### CONSIGNE
Redonnez mot pour mot l'intégralité de l'extrait ci-dessous sur Scarron et Françoise d'Aubigné.

### EXTRAIT
———
La singulière femme que cette Maintenon !

Il y a eu, au XVIIe siècle, un abbé qui, pour s’être déguisé en sauvage un jour de carnaval et avoir pris dans cet état un bain nocturne et forcé, est finalement devenu cul-de-jatte, et qui, tordu et cloué sur sa chaise, n’a cessé de crier de douleur que pour éclater de rire ; a, peu s’en faut, inventé la poésie burlesque ; a passé pour le plus gai des hommes, et a été plus célèbre à son heure et plus réellement populaire que Corneille ou que Victor Hugo.— Il y a eu, à la même époque, une petite fille née dans une prison, élevée à la Martinique, qui, revenue en France, a gardé les dindons chez une parente méchante et avare, qui a connu la misère et presque la faim, — et qui est devenue la femme du plus grand roi du monde. Et certes, ces deux destinées, prises chacune à part, seraient déjà assez étranges ; mais que dirons-nous de leur rencontre ? Il y a quelque chose de plus extraordinaire que la personne de Scarron et que la fortune de Françoise d’Aubigné : c’est l’union du cul-de-jatte et de la « belle Indienne », future maîtresse de la France.
———
### DONNÉES FOURNIES
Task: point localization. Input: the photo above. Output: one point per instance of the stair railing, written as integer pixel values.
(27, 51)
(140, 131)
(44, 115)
———
### RÉPONSE RÉDIGÉE
La singulière femme que cette Maintenon !

Il y a eu, au XVIIe siècle, un abbé qui, pour s’être déguisé en sauvage un jour de carnaval et avoir pris dans cet état un bain nocturne et forcé, est finalement devenu cul-de-jatte, et qui, tordu et cloué sur sa chaise, n’a cessé de crier de douleur que pour éclater de rire ; a, peu s’en faut, inventé la poésie burlesque ; a passé pour le plus gai des hommes, et a été plus célèbre à son heure et plus réellement populaire que Corneille ou que Victor Hugo.— Il y a eu, à la même époque, une petite fille née dans une prison, élevée à la Martinique, qui, revenue en France, a gardé les dindons chez une parente méchante et avare, qui a connu la misère et presque la faim, — et qui est devenue la femme du plus grand roi du monde. Et certes, ces deux destinées, prises chacune à part, seraient déjà assez étranges ; mais que dirons-nous de leur rencontre ? Il y a quelque chose de plus extraordinaire que la personne de Scarron et que la fortune de Françoise d’Aubigné : c’est l’union du cul-de-jatte et de la « belle Indienne », future maîtresse de la France.